> PASSAGE FOR REVIEW:
******

In Fig.  9, the resonant wavelength and reflectivity at fixed wavelengths for all solutions change linearly with the index. The detection sensitivities in Figs.  9(a) and 9(b) are 760  nm/RIU and 0.73  AU/RIU, respectively. The detection sensitivities in Figs.  9(c) and 9(d) are 981  nm/RIU and 0.93  AU/RIU, respectively. Therefore, we could conclude that Ag diamond nanoantennas can be used to detect the environmental index by measuring the resonant wavelength and reflectivity at fixed wavelengths with high sensitivity.

In this paper, we investigate the light trapping properties of Ag diamond nanoantennas as well as its capability in detecting the refraction indices, solultion concentrations, and solution allocation ratios using numerical analysis. The absorption enhancement of thin-film solar cells with diamond nanoantennas is also numerically investigated. The presence of Ag nanoantennas has been demonstrated to greatly enhance light absorption over a broad range of wavelengths, especially in the near infrared region due to the LSPR effect. The maximum enhancement factor G = 1.51 can be obtained when h = 60  nm, P_x = 30  nm, P_y = 90  nm, a = 20  nm, and b = 85  nm. In addition, Ag diamond nanoantennas could help to greatly improve the detection sensitivity and the sensitivity of the resonant spectrum dependence on the environmental indices is studied. Optimal incident angle of 15° could achieve a maximum detection sensitivity of about 837  nm/RIU and a resolution of about 10^{− 3}  RIU when the resonant wavelength is used to detect the environmental indices. Moreover, we achieve a sensitivity of about 0.93  AU/RIU when using reflectivity at fixed wavelength. Finally, the detection of three properties of solutions is analyzed, suggesting that the designed nanoantennas are quite effective in solution detection. In conclusion, Ag diamond nanoantennas can detect the environmental index with high sensitivity, which would be useful in biosensor and biotechnology.

******

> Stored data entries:
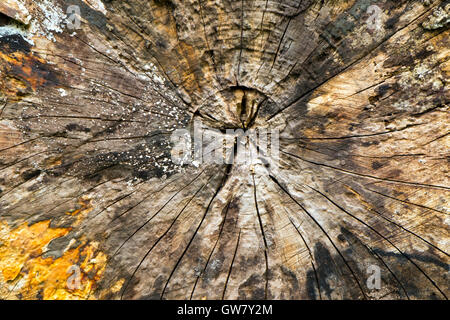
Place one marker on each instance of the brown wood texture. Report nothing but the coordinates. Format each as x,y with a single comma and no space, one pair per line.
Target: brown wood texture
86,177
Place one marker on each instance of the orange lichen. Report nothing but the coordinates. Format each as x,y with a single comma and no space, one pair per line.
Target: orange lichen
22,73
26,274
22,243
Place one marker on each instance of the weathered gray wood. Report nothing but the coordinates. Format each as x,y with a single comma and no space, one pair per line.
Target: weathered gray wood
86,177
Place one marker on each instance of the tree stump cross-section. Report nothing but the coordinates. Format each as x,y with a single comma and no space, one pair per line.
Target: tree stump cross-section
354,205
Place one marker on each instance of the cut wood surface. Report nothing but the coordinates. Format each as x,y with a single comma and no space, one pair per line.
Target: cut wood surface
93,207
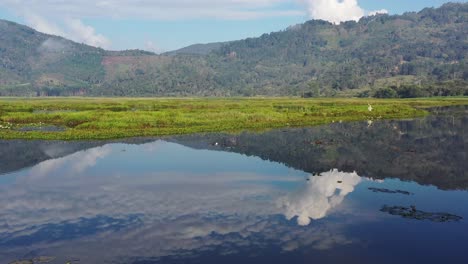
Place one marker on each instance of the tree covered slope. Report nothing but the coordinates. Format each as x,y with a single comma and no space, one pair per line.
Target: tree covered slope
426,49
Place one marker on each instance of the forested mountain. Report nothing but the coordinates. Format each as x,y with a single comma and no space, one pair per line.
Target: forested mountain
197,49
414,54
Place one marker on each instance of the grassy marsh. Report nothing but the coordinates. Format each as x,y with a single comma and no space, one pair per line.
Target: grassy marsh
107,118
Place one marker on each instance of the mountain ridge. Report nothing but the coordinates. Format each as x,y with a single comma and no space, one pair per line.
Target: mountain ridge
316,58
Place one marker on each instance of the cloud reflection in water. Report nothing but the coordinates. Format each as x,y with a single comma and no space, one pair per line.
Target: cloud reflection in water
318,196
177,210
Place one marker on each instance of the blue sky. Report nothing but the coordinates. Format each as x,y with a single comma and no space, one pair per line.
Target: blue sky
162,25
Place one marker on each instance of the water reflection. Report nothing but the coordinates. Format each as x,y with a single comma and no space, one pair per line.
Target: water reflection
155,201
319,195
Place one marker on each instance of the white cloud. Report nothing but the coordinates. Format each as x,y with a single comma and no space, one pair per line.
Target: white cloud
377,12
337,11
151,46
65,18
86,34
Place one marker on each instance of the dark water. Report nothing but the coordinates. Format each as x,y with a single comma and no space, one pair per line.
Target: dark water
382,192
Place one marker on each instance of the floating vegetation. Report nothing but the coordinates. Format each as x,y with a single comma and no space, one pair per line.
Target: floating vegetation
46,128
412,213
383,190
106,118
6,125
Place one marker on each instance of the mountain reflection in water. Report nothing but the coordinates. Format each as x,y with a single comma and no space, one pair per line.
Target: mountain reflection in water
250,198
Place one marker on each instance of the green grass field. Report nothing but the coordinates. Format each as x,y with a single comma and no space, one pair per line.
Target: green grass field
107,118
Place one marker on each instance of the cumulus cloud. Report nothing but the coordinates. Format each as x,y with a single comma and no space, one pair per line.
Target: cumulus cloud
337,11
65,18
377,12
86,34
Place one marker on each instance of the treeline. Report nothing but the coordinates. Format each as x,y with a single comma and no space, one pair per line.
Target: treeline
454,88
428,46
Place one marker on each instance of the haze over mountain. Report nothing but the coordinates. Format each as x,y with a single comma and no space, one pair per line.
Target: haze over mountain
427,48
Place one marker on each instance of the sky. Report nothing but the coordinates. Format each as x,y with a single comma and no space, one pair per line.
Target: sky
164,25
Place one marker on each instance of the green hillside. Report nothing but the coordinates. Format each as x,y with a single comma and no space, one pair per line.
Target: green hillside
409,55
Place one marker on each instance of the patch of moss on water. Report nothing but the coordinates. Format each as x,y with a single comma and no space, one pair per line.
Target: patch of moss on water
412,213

******

> PROBLEMS AND TASKS:
1. Transcribe the part of the passage on Ag diamond nanoantennas starting at "In Fig.  9, the" and ending at "with high sensitivity.".
2. Answer these questions using the passage on Ag diamond nanoantennas:
(a) What detection sensitivity is reported for Fig. 9(a)?
(b) What incident angle is given as optimal?
(c) What maximum enhancement factor G can be obtained?

> EXERCISE ANSWERS:
1.
In Fig.  9, the resonant wavelength and reflectivity at fixed wavelengths for all solutions change linearly with the index. The detection sensitivities in Figs.  9(a) and 9(b) are 760  nm/RIU and 0.73  AU/RIU, respectively. The detection sensitivities in Figs.  9(c) and 9(d) are 981  nm/RIU and 0.93  AU/RIU, respectively. Therefore, we could conclude that Ag diamond nanoantennas can be used to detect the environmental index by measuring the resonant wavelength and reflectivity at fixed wavelengths with high sensitivity.

2.
(a) 760 nm/RIU
(b) 15°
(c) G = 1.51